[[ Records for this task open ]]

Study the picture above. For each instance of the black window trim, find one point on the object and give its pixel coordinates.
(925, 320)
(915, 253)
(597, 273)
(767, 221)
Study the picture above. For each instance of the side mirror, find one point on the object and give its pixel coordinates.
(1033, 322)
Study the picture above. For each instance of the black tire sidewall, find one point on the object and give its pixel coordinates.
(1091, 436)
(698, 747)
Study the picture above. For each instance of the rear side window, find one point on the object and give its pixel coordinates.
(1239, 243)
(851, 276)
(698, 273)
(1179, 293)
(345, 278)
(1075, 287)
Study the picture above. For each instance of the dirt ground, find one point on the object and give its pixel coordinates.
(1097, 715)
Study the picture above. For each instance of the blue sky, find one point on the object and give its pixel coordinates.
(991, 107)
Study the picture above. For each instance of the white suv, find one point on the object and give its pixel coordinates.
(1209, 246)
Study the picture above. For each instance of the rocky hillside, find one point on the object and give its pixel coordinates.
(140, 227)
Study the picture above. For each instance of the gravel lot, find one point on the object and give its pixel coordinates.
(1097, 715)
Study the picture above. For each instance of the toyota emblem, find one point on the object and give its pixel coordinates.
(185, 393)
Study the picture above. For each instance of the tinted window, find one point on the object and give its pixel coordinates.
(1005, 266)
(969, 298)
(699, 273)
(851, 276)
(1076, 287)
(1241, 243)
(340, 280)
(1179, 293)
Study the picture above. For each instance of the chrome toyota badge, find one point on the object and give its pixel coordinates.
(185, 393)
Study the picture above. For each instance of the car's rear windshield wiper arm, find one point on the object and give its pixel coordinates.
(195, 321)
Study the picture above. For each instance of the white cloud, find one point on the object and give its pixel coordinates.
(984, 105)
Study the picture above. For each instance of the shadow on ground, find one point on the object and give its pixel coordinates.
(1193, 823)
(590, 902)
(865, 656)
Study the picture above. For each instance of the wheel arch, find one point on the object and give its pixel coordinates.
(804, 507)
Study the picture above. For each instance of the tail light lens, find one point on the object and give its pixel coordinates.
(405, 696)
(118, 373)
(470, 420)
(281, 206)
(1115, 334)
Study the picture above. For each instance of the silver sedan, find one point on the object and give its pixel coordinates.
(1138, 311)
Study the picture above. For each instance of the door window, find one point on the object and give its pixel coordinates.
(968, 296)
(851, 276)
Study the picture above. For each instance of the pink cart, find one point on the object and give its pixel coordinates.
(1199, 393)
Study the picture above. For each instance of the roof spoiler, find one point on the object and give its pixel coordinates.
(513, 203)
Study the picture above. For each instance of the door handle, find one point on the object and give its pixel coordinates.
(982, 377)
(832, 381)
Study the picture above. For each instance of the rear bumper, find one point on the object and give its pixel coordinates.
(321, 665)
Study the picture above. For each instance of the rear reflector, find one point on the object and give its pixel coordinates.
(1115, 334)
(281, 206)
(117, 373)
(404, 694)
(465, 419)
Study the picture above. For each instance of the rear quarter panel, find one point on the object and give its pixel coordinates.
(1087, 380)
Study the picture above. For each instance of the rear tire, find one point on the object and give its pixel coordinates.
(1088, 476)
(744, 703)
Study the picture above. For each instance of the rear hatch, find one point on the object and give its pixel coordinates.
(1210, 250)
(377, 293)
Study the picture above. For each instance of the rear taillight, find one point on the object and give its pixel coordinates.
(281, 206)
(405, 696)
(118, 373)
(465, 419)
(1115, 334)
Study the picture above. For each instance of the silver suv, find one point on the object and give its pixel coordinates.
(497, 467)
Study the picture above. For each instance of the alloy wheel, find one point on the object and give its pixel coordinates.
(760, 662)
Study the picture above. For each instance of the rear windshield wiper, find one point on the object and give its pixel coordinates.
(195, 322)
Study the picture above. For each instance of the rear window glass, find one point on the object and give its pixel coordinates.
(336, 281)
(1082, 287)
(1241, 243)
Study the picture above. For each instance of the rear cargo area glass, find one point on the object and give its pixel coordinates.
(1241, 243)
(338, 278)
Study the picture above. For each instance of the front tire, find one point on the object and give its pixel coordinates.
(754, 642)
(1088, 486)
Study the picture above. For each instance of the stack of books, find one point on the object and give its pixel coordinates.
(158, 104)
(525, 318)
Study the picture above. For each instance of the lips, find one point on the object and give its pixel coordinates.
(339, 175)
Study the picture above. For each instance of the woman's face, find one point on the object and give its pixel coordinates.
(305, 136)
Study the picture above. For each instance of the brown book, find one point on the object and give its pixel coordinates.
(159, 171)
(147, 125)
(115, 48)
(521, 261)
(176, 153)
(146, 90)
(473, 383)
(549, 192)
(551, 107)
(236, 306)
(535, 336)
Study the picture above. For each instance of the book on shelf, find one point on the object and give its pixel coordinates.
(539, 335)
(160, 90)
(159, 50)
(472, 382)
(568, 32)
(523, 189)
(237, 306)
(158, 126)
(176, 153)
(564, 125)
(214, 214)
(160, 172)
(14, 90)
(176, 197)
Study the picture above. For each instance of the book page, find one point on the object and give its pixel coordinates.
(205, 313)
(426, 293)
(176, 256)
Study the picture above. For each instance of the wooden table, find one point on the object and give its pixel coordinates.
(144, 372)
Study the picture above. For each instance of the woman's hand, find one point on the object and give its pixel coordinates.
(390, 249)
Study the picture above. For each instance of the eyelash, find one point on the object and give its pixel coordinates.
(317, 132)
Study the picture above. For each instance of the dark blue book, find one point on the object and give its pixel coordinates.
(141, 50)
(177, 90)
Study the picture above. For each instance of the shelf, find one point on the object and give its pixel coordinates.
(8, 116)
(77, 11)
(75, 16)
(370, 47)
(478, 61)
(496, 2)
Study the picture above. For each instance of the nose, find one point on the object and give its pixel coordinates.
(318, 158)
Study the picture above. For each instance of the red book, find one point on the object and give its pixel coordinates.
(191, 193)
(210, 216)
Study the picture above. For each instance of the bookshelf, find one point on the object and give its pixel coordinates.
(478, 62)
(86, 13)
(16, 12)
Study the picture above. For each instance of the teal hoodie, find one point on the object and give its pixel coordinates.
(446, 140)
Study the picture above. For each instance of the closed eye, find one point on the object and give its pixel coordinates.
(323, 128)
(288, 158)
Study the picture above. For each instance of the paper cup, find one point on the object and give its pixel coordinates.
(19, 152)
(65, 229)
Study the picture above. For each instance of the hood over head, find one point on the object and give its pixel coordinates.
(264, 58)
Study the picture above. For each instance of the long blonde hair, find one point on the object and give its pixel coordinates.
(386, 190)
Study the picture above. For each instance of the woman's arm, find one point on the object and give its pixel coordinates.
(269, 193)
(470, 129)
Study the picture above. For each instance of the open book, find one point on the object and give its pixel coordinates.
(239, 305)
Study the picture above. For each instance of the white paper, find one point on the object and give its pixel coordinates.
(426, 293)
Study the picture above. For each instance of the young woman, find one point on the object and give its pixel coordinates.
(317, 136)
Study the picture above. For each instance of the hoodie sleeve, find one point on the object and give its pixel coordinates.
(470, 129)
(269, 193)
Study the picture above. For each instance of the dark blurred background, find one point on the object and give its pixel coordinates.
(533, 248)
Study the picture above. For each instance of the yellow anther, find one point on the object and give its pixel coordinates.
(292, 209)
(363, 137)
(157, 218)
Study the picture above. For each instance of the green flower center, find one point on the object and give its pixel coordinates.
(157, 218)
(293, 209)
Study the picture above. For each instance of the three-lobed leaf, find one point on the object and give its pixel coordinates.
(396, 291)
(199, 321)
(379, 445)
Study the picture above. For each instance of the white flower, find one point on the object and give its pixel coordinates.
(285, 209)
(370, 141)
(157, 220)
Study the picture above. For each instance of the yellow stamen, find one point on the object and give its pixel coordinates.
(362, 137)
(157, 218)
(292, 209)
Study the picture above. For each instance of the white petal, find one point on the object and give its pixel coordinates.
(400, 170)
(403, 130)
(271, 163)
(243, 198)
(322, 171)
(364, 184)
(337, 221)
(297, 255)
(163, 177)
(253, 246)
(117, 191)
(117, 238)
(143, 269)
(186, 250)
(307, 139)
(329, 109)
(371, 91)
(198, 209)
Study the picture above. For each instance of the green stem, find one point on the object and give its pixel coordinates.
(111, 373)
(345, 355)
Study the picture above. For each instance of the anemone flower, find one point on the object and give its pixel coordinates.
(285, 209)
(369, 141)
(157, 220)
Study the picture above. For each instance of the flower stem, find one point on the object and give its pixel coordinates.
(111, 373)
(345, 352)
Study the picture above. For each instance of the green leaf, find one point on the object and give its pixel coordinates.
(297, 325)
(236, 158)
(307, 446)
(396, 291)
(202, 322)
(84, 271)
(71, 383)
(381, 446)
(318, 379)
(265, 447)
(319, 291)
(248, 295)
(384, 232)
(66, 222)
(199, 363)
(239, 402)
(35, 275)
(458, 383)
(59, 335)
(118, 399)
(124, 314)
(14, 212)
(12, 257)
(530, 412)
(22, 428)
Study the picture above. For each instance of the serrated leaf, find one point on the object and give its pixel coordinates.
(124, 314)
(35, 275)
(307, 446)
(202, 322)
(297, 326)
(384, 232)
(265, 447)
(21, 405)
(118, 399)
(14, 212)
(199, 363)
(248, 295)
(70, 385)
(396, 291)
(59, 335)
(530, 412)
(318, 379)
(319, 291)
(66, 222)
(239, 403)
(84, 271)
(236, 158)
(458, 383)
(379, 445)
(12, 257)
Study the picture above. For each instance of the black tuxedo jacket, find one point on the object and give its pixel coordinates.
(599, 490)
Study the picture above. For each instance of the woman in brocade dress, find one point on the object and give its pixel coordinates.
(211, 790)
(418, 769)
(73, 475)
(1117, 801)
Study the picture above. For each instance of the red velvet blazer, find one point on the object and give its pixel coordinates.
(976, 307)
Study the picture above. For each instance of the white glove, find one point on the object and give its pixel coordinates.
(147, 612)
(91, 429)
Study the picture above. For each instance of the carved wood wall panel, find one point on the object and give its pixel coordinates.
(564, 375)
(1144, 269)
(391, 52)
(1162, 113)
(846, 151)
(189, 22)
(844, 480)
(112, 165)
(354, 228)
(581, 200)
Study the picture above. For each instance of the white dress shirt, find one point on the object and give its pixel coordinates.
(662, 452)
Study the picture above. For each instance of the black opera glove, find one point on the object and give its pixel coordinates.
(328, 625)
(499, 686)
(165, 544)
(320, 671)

[[ Records for this task closed ]]

*Problem to work on*.
Write out, exactly as they appear, the lines from the one containing "white glove, find" through the last line of the records above, both included, and nothing more.

*Solution to the problem*.
Study the picture above. For each instance of the white glove, find one point on the object and give its pixel coordinates.
(147, 612)
(91, 429)
Study the picture above. For each instance of the carved wood wall panel, find one point on the object and give its pixel coordinates.
(564, 375)
(1144, 269)
(391, 52)
(1162, 113)
(846, 151)
(189, 22)
(844, 480)
(112, 165)
(354, 228)
(581, 200)
Study the picture above. For each instance of the white dress shirt, find one point on the object and give its pixel coordinates.
(662, 452)
Study the picture above. For each instance of the black opera glove, find one point on the object and give its pixel coordinates.
(328, 625)
(499, 686)
(165, 544)
(320, 671)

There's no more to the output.